=== 提示文 ===
中年の光視症をどう考えるか
中年期に入ってから「キラキラした光が見える」「目の端で稲妻のような光が走る」などの症状(光視症)が出た場合、多くは生理的な変化に伴うものですが、中には重大な眼疾患の初期サインであることもあります。今回は、光視症で考えるべき代表的な病気と鑑別について、患者さん向けに分かりやすく解説します。
① 光視症とは?
光視症は、網膜や硝子体に機械的な刺激が加わることで、実際には光がないのに光を感じる現象です。多くの方が「暗いところで稲妻が走った」「視野の端でピカッと光った」と表現されます。
② よくある原因
中年以降の光視症で最も一般的なのは 後部硝子体剥離(PVD) です。
-
硝子体は目の中のゼリー状の組織で、年齢とともに液化し網膜から離れていきます。
-
この際、網膜を引っ張ることで光が走るように感じます。
-
多くの場合は自然な加齢現象で、心配はいりません。
③ 注意すべき疾患
光視症が出たときに、必ず鑑別しておくべき疾患があります。
=== 元データ ===
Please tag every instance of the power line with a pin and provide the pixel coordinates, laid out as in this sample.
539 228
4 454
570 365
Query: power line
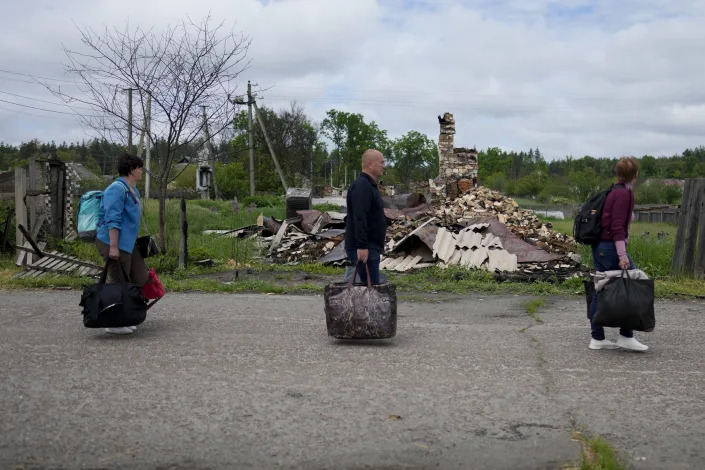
44 101
44 109
411 104
26 74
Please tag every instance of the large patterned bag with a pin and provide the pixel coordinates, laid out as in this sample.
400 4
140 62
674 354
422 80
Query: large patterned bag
355 311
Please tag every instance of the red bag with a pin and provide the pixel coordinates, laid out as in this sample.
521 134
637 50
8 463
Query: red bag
153 288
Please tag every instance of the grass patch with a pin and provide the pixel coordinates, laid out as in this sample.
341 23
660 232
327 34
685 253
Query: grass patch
532 307
327 207
652 256
598 454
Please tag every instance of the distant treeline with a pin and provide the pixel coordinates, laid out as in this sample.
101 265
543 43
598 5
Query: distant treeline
330 151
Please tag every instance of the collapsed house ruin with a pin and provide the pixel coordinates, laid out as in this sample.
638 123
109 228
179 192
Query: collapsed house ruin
464 224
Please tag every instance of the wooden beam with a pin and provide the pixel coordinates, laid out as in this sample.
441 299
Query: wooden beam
20 207
31 241
683 219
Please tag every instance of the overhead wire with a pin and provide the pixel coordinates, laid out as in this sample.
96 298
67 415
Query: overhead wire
44 109
44 101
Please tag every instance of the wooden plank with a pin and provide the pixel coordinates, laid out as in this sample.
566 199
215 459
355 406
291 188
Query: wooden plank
20 207
699 270
683 219
66 258
39 221
278 238
31 200
41 262
21 254
691 235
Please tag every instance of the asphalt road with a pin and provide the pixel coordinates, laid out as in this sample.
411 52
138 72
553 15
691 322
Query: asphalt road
253 381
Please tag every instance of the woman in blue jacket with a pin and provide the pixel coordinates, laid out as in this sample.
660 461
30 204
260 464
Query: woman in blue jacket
118 226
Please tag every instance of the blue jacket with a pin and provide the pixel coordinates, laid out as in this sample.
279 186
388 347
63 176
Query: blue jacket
120 210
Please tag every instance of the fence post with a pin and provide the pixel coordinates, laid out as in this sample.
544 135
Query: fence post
183 248
20 208
685 258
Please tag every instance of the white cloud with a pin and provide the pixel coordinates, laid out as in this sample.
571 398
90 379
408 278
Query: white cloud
601 77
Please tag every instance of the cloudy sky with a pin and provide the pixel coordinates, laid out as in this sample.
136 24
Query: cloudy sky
603 77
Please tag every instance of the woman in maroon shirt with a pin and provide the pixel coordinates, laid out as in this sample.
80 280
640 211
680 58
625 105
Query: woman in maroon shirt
611 253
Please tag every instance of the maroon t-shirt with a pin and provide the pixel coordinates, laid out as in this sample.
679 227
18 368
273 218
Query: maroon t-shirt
617 214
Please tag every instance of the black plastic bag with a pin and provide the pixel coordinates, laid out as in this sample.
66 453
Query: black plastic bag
147 246
113 305
626 303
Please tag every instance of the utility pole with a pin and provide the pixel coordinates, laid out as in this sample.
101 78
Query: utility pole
251 138
269 144
129 119
211 153
148 127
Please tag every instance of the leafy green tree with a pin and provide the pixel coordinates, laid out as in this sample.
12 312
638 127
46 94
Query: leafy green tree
415 157
351 136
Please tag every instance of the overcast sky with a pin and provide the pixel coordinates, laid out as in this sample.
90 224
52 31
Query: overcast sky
604 78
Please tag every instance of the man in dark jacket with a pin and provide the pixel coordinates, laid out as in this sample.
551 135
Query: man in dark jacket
366 225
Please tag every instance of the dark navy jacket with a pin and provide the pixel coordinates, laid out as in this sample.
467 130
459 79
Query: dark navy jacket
365 225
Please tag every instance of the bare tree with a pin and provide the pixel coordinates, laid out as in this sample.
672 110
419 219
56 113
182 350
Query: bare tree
182 69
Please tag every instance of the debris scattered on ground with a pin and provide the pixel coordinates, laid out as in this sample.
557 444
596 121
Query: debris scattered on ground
479 229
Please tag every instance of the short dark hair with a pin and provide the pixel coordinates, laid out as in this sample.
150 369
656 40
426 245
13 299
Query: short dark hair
626 168
128 162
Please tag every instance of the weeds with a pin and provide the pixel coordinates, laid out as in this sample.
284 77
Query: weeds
598 454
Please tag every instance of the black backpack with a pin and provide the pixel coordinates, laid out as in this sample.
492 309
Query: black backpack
587 228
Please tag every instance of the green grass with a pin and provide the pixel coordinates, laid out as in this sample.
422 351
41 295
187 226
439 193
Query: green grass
650 255
599 454
532 307
326 207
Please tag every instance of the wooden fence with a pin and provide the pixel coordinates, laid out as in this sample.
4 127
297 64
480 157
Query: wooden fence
689 252
667 214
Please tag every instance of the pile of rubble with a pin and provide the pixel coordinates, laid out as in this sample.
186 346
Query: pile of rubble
480 229
482 202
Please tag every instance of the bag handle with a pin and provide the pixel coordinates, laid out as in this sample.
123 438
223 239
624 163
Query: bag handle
104 274
369 281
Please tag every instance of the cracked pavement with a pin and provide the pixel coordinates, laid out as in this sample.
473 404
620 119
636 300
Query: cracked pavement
253 381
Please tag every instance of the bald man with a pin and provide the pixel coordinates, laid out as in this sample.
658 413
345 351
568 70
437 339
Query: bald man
365 225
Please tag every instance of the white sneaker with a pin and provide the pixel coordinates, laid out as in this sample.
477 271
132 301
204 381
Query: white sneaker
121 330
631 344
602 344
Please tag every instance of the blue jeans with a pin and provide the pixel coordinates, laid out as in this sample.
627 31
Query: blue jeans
605 257
372 264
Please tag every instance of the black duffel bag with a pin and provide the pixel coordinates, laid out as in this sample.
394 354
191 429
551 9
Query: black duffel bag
113 305
626 303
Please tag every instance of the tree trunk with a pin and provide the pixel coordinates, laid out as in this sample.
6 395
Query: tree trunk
162 215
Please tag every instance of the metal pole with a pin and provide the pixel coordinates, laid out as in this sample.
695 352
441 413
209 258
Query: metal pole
129 120
250 138
149 146
211 153
269 144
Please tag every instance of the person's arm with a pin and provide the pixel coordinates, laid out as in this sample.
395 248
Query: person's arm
114 205
620 215
114 250
362 201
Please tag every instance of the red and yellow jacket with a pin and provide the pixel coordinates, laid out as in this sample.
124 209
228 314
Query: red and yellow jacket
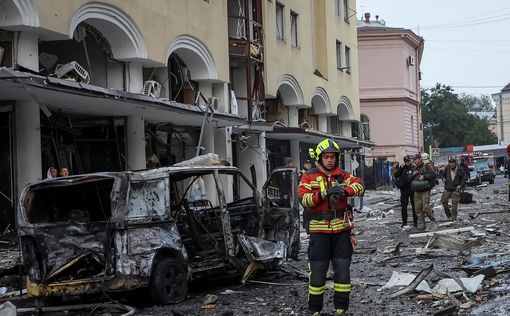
316 180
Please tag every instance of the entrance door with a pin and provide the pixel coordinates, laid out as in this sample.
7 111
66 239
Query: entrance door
7 192
281 218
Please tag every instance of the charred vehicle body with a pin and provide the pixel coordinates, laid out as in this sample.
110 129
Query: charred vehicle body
126 230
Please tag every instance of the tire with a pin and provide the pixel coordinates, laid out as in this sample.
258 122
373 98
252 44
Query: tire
169 282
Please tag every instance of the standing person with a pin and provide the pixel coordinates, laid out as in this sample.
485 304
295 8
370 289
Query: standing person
324 190
464 167
51 173
64 172
454 180
404 176
425 174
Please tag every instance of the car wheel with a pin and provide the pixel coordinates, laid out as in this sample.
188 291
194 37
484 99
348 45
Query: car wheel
169 282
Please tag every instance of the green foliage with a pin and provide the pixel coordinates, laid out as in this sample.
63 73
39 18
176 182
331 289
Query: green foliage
475 103
446 120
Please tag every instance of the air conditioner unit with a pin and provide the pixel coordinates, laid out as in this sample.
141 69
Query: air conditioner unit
151 88
72 70
411 61
214 102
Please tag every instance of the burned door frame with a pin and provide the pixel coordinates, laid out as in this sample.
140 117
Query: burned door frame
292 217
9 193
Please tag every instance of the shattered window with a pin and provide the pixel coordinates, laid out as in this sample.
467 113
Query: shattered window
149 198
279 189
279 22
77 202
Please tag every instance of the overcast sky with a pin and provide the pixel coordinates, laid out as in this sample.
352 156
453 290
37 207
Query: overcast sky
467 42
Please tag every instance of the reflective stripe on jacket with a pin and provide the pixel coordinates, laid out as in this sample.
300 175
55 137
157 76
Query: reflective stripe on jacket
===
取り組む課題 →
光視症の解説を、「中年の光視症をどう考えるか」を含む箇所から「硝子体は目の中のゼリー状の組織で、年齢とともに液化し網膜から離れていきます。」までもう一度書き出し、その中の「稲妻」を「雷」に置き換えてください。

解答例 →
中年の光視症をどう考えるか
中年期に入ってから「キラキラした光が見える」「目の端で雷のような光が走る」などの症状(光視症)が出た場合、多くは生理的な変化に伴うものですが、中には重大な眼疾患の初期サインであることもあります。今回は、光視症で考えるべき代表的な病気と鑑別について、患者さん向けに分かりやすく解説します。
① 光視症とは?
光視症は、網膜や硝子体に機械的な刺激が加わることで、実際には光がないのに光を感じる現象です。多くの方が「暗いところで雷が走った」「視野の端でピカッと光った」と表現されます。
② よくある原因
中年以降の光視症で最も一般的なのは 後部硝子体剥離(PVD) です。
-
硝子体は目の中のゼリー状の組織で、年齢とともに液化し網膜から離れていきます。